**** DATA EXTRACTS ****

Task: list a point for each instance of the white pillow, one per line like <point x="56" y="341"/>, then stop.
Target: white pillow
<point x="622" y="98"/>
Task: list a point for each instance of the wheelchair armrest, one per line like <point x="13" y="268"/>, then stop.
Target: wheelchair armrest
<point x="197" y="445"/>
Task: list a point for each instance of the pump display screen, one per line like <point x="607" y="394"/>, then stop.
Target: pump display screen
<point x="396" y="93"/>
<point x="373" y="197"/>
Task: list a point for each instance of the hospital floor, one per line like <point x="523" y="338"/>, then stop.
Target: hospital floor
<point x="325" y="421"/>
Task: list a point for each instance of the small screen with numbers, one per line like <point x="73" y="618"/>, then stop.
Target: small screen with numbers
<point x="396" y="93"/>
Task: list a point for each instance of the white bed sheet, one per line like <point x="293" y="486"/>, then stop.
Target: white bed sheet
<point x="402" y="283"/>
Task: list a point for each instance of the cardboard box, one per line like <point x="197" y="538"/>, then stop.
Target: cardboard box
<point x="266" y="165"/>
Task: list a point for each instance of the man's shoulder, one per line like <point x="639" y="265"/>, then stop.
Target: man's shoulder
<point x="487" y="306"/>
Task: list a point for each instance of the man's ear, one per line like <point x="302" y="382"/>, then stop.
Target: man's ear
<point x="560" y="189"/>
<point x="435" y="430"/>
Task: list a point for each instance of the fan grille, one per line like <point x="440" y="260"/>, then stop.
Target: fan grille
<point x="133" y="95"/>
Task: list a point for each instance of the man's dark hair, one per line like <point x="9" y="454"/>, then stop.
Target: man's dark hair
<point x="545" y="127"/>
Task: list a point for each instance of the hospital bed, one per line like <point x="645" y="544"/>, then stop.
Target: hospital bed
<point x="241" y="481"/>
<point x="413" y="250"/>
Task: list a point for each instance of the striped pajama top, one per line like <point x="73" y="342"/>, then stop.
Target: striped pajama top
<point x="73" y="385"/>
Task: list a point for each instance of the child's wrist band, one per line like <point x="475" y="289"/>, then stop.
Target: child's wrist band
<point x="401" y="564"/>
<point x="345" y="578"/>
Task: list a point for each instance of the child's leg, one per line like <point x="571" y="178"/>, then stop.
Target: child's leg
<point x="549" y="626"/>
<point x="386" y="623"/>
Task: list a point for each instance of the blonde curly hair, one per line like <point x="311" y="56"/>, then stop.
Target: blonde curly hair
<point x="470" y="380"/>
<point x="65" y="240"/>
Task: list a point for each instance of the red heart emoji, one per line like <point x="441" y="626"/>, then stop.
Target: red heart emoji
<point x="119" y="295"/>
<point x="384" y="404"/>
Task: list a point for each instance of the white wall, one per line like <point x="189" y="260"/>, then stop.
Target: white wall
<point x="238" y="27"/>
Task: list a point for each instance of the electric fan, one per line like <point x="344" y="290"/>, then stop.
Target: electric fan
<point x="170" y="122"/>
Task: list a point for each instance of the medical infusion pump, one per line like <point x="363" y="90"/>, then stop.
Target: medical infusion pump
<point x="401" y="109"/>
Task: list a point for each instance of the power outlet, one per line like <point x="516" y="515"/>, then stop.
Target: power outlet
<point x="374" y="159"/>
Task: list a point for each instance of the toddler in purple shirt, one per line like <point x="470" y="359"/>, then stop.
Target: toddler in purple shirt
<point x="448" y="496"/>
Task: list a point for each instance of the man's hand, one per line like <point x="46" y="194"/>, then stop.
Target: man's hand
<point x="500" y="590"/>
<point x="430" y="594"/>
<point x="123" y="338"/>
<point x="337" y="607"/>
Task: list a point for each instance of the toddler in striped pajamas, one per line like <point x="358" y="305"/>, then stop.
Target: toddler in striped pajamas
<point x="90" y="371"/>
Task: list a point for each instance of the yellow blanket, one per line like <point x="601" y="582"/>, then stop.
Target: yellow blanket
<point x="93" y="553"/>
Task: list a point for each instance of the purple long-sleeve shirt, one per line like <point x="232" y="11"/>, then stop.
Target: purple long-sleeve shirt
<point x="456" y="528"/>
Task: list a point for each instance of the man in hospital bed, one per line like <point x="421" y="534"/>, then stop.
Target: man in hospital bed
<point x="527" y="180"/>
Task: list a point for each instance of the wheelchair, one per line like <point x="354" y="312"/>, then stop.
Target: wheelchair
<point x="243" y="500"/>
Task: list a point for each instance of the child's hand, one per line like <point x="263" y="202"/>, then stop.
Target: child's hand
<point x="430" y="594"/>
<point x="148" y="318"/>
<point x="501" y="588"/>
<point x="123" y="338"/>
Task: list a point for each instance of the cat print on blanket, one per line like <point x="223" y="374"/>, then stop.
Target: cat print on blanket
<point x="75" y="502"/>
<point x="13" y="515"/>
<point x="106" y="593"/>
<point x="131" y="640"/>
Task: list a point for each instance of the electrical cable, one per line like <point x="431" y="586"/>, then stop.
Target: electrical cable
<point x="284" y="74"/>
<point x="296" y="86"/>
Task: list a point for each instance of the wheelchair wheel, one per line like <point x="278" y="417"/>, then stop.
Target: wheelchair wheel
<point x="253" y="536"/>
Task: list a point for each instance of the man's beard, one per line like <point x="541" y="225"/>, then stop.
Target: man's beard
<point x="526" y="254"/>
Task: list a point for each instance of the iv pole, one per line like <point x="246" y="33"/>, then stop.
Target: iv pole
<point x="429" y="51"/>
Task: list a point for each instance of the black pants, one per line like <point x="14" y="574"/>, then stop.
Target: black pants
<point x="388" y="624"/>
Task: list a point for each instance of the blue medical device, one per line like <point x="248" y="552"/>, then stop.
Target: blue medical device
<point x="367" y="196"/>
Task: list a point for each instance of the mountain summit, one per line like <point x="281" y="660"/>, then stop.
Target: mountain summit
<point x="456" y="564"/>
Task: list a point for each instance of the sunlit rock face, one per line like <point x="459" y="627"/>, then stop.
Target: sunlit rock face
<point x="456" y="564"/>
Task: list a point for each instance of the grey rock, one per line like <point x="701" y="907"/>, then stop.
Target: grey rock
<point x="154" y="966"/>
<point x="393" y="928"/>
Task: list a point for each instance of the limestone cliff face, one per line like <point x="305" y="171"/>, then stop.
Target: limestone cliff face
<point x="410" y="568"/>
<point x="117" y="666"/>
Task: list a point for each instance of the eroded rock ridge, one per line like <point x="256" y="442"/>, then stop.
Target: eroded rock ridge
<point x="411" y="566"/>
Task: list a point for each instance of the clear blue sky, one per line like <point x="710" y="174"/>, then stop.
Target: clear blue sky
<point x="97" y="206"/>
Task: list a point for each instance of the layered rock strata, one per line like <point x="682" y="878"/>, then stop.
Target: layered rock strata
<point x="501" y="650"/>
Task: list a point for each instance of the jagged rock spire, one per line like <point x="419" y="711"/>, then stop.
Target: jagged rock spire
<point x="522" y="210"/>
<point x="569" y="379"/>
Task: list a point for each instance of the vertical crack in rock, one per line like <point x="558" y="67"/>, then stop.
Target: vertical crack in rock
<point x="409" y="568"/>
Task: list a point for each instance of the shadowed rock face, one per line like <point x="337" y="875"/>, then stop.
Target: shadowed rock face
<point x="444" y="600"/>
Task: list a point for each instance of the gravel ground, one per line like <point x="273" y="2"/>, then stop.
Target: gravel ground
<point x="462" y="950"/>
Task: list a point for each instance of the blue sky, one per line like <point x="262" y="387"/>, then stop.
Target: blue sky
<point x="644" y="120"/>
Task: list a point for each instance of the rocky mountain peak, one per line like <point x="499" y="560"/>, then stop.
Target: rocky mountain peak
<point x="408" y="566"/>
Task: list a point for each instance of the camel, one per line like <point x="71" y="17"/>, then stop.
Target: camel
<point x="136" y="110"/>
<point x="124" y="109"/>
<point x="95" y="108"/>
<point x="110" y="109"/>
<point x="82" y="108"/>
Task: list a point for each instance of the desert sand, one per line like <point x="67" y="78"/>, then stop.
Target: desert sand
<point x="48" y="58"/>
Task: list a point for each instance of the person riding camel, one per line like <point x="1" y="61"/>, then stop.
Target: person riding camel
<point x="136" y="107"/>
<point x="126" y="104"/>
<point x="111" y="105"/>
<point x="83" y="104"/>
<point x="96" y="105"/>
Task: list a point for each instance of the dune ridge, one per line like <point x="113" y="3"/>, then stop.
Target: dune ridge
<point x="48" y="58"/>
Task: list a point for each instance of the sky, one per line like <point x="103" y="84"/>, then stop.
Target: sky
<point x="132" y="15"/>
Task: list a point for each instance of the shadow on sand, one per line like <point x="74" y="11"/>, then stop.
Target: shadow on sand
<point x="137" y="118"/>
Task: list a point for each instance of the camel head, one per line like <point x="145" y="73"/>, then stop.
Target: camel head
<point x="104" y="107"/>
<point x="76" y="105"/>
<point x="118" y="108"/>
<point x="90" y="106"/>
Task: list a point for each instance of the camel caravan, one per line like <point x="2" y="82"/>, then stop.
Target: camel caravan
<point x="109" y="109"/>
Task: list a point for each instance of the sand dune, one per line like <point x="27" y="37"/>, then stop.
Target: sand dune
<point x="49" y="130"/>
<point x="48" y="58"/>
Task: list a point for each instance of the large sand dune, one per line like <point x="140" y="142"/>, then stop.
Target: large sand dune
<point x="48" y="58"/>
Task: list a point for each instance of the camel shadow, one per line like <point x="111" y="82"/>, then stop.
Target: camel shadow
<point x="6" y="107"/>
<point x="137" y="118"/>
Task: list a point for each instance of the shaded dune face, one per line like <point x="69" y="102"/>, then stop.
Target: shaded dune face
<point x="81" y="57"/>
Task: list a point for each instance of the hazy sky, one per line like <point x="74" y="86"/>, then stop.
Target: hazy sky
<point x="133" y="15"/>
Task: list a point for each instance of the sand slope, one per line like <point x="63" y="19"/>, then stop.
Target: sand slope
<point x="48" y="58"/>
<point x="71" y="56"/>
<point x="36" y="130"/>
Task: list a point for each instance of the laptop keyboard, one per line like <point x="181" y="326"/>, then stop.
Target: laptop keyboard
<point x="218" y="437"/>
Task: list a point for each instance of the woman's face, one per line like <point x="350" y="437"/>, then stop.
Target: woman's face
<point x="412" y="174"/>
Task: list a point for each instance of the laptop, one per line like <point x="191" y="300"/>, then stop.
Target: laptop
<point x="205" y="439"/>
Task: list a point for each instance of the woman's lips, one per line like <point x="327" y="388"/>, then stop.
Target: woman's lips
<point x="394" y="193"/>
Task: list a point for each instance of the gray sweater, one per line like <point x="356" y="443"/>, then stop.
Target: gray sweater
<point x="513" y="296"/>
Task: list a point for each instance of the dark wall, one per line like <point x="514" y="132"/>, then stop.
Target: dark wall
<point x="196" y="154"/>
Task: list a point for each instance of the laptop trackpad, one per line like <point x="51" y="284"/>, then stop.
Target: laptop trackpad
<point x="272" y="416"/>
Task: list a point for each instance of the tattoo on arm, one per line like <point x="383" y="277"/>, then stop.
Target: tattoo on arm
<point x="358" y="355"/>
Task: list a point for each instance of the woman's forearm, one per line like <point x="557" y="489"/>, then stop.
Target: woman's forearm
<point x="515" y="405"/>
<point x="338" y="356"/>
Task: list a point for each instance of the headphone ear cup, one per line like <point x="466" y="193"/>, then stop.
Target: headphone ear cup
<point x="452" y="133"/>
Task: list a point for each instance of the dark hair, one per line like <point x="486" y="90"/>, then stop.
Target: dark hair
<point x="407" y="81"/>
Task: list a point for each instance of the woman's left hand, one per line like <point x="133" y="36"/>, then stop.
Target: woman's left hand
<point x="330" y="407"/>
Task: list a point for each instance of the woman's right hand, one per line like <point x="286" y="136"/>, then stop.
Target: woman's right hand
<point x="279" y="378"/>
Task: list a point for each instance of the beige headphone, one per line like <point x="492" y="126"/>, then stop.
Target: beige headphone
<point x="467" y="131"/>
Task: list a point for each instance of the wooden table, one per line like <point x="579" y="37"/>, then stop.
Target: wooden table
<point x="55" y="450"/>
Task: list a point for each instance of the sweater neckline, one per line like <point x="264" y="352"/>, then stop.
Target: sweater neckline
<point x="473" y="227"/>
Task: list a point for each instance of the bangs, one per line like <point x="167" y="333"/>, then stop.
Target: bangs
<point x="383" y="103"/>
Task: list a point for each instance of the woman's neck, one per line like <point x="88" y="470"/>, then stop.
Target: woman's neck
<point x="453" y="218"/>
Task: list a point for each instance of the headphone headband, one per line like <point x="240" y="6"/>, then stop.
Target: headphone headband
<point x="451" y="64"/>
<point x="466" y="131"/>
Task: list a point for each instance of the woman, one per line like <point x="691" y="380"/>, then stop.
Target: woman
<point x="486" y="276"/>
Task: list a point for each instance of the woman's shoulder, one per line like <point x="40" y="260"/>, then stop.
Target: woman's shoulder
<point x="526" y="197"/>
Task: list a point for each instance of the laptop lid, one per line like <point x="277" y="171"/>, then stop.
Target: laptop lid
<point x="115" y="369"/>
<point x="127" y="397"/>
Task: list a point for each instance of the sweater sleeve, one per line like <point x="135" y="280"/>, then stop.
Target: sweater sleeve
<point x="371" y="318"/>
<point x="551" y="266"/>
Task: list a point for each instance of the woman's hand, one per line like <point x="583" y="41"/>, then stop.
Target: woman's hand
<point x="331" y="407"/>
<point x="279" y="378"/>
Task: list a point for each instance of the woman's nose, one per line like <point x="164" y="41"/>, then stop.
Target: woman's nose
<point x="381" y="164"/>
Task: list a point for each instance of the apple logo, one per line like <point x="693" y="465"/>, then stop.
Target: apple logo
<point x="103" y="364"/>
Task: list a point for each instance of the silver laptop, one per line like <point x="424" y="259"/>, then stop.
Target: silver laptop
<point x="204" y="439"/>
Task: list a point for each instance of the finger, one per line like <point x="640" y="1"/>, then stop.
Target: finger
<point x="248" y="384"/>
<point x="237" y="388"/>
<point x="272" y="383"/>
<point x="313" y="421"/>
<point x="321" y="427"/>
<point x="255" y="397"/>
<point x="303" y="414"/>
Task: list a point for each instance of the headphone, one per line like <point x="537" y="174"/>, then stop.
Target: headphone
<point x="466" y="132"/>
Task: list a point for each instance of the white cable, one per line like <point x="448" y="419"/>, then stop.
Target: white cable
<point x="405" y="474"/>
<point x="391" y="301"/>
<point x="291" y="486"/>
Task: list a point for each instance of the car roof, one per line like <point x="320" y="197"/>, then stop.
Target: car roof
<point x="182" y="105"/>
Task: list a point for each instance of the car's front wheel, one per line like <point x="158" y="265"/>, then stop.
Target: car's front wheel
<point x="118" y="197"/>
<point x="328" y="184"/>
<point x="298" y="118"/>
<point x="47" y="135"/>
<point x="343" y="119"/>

****

• ABOUT THIS TASK
Each line above from the one with "Task: list a point for each instance of the person" up to and including the one with "camel caravan, one" must be set down exactly, and no line outside that span may appear.

• ANSWER SPACE
Task: list a point for each instance of the person riding camel, one per line like <point x="1" y="61"/>, then stop.
Target: person riding camel
<point x="136" y="107"/>
<point x="126" y="104"/>
<point x="111" y="105"/>
<point x="83" y="104"/>
<point x="96" y="105"/>
Task: list a point for each instance of the dune ridge, one per line like <point x="113" y="3"/>, then stop.
Target: dune ridge
<point x="48" y="58"/>
Task: list a point for each instance of the sky, one per line like <point x="103" y="84"/>, then stop.
Target: sky
<point x="132" y="15"/>
Task: list a point for each instance of the shadow on sand, one per line like <point x="74" y="11"/>, then stop.
Target: shadow on sand
<point x="137" y="118"/>
Task: list a point for each instance of the camel head, one per line like <point x="145" y="73"/>, then stop.
Target: camel head
<point x="104" y="107"/>
<point x="76" y="105"/>
<point x="118" y="108"/>
<point x="90" y="106"/>
Task: list a point for each instance of the camel caravan, one per line like <point x="2" y="82"/>, then stop.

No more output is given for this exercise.